(Records from a data source)
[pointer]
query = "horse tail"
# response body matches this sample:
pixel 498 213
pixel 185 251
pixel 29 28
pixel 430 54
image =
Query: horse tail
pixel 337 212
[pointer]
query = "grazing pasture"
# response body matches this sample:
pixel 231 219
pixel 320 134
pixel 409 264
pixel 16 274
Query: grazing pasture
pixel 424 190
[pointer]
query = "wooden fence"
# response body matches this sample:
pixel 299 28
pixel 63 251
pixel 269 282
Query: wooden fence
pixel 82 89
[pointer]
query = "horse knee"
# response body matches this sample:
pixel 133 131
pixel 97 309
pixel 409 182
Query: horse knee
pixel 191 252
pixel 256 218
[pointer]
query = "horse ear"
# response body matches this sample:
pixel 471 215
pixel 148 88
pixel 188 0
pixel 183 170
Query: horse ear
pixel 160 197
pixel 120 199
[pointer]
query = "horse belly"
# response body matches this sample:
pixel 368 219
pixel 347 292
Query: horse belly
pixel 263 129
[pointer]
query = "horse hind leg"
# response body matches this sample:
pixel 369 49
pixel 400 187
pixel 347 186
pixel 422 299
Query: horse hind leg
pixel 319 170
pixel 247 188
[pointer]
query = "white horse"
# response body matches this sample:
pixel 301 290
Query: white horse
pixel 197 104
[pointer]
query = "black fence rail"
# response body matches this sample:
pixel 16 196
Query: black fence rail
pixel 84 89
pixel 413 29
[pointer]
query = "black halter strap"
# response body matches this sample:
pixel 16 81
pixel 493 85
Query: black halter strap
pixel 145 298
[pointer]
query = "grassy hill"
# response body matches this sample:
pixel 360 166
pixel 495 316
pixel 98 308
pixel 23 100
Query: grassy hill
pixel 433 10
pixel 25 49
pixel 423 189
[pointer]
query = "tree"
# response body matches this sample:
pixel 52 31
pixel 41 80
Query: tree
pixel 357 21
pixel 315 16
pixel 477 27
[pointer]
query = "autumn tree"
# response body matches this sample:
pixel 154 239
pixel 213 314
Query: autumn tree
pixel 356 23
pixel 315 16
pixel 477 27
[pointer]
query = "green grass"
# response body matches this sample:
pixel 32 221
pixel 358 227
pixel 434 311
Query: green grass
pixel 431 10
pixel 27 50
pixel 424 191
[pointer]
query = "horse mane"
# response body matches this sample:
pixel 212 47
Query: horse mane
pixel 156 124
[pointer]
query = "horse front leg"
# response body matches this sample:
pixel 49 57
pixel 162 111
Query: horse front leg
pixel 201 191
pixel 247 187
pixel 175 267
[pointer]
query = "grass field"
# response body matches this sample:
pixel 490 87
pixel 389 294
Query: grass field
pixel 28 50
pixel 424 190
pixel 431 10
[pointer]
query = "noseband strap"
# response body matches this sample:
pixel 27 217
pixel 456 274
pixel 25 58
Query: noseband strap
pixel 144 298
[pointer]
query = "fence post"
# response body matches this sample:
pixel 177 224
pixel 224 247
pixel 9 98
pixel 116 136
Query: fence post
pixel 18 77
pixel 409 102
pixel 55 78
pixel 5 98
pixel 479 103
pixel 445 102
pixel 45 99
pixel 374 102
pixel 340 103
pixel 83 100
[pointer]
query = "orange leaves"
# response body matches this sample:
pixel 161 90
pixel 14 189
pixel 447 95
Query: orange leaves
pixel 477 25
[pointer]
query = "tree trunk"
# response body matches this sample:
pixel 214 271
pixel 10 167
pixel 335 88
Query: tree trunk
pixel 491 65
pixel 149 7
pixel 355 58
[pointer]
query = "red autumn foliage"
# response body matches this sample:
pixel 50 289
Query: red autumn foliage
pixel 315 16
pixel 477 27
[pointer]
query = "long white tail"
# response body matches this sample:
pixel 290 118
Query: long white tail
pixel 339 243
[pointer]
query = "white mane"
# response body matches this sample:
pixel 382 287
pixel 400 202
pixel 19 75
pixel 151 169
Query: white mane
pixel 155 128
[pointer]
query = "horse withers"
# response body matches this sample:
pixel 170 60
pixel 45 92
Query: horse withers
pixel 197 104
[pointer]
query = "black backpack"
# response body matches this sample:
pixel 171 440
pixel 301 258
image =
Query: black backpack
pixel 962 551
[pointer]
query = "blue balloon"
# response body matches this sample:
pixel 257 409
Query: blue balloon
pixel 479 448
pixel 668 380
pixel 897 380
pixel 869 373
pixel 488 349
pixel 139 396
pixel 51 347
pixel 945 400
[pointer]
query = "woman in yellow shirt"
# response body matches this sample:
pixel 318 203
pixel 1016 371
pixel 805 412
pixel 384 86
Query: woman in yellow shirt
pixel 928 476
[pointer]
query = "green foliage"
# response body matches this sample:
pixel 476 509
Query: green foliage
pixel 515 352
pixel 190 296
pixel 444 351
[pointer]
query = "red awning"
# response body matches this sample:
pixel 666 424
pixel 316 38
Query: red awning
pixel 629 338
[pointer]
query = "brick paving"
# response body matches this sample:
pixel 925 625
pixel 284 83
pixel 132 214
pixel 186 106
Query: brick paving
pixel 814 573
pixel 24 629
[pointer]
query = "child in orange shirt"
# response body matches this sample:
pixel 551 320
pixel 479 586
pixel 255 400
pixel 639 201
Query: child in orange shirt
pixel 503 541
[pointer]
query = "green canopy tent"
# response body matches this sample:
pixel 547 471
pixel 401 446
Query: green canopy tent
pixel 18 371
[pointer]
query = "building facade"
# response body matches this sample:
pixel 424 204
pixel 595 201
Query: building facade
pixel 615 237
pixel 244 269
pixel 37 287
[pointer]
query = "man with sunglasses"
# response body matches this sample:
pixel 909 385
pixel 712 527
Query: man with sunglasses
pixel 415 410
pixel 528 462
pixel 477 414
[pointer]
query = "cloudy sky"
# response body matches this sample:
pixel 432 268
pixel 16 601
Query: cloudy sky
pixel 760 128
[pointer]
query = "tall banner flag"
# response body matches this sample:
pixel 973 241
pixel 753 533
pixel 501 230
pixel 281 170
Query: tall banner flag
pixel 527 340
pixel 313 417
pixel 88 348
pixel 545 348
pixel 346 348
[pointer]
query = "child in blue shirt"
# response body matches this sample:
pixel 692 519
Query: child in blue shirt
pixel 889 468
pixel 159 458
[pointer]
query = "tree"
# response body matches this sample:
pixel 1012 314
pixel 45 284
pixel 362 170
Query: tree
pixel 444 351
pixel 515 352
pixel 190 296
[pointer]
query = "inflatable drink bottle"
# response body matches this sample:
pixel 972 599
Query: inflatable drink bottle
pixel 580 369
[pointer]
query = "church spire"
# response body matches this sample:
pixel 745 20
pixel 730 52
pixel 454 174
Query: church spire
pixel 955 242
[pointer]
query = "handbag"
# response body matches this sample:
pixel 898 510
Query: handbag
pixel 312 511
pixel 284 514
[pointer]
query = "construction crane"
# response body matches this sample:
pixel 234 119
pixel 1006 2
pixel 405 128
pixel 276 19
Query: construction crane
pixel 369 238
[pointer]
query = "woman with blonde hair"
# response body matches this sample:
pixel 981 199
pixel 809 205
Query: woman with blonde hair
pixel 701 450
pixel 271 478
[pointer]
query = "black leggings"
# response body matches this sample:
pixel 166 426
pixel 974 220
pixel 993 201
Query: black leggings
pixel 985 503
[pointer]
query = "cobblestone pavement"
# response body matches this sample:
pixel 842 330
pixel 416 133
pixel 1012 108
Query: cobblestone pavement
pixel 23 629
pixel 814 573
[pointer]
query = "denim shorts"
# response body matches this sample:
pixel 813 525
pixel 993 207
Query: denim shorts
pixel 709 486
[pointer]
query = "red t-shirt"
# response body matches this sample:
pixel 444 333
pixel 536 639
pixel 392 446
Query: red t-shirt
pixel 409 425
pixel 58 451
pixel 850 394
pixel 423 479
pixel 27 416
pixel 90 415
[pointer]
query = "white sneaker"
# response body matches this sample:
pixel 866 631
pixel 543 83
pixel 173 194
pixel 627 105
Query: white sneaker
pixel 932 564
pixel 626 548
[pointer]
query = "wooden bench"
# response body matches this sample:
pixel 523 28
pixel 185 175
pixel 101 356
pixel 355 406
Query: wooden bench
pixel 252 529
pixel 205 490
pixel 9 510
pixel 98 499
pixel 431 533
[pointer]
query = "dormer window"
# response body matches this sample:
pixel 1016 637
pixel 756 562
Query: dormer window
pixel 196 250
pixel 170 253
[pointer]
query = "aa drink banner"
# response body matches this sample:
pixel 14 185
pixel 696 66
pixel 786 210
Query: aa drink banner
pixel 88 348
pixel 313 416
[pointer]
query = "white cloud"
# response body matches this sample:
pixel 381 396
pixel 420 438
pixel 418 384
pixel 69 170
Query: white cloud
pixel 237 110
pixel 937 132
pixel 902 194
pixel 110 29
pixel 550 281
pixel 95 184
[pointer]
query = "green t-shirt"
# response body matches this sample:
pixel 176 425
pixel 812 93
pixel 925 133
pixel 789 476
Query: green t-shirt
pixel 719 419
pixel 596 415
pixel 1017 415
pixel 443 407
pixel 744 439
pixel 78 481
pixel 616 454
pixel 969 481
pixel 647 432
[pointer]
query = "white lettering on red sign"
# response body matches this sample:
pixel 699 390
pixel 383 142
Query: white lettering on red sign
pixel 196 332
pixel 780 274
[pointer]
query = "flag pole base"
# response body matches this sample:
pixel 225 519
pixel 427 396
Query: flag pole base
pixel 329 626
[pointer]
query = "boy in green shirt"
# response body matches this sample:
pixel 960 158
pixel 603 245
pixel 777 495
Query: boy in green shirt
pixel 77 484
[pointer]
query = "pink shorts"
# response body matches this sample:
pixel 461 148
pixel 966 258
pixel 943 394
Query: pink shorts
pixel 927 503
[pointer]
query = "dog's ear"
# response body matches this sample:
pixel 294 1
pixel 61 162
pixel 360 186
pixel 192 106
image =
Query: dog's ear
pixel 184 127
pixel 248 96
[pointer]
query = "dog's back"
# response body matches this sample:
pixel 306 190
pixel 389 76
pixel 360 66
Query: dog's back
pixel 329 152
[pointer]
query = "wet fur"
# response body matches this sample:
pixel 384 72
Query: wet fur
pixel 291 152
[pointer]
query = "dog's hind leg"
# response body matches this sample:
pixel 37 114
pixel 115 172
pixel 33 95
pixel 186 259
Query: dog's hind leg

Work order –
Using the entries above, repeat only the lines from the one containing "pixel 299 28" through the one containing "pixel 183 170", end lines included.

Task answer –
pixel 299 28
pixel 63 251
pixel 269 282
Query: wooden fence
pixel 82 89
[pointer]
query = "horse knee"
# response body matches this sample:
pixel 133 131
pixel 97 309
pixel 409 182
Query: horse knee
pixel 191 252
pixel 256 218
[pointer]
query = "horse ear"
# response body matches this sample:
pixel 471 215
pixel 148 88
pixel 188 0
pixel 183 170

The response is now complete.